▶ BRIEF:
Copy every line of the items below word for word, leaving out the pictures.
____ DATA ENTRIES
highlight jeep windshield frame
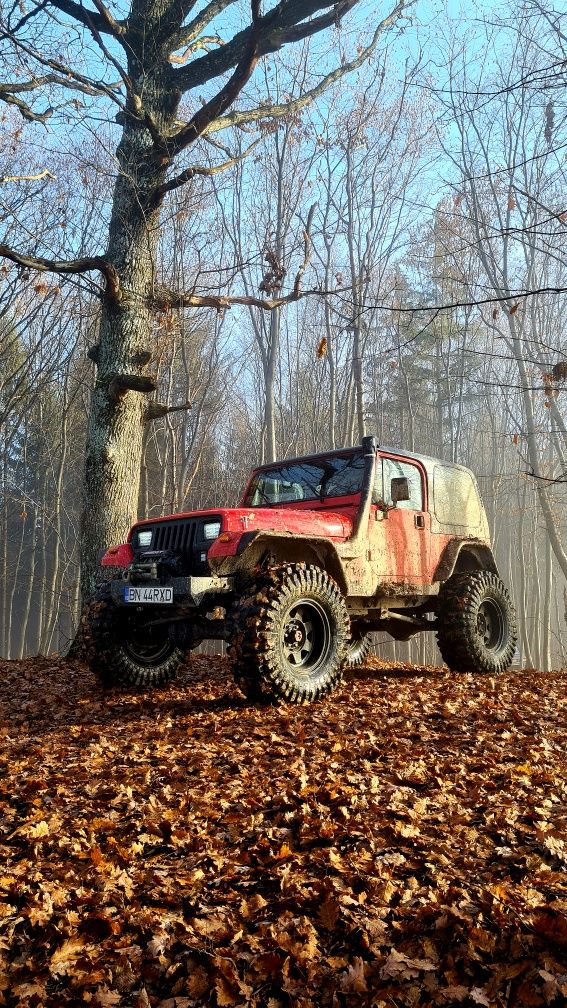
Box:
[242,449,365,507]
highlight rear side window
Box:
[433,466,482,528]
[382,459,424,511]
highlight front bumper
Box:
[110,576,234,611]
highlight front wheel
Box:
[437,571,518,675]
[230,563,349,704]
[83,585,185,686]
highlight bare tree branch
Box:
[198,0,406,134]
[49,0,126,41]
[175,0,363,92]
[169,0,261,154]
[0,243,120,299]
[154,137,260,202]
[172,0,235,50]
[0,168,55,183]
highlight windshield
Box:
[243,453,364,507]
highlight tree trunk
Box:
[82,110,164,598]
________
▶ THE SOLUTION:
highlight jeep windshield frame
Box:
[242,449,365,507]
highlight rear side window
Box:
[433,466,482,528]
[382,459,424,511]
highlight front bumper
Box:
[110,576,234,611]
highlight front wheel
Box:
[437,571,518,675]
[230,563,349,704]
[83,585,185,686]
highlight bare tree branch
Box:
[198,0,406,134]
[49,0,126,41]
[175,0,363,92]
[169,0,261,154]
[0,243,120,299]
[154,137,260,202]
[172,0,235,50]
[0,168,55,183]
highlight windshield
Box:
[243,453,364,507]
highlight tree trunk
Box:
[82,110,164,598]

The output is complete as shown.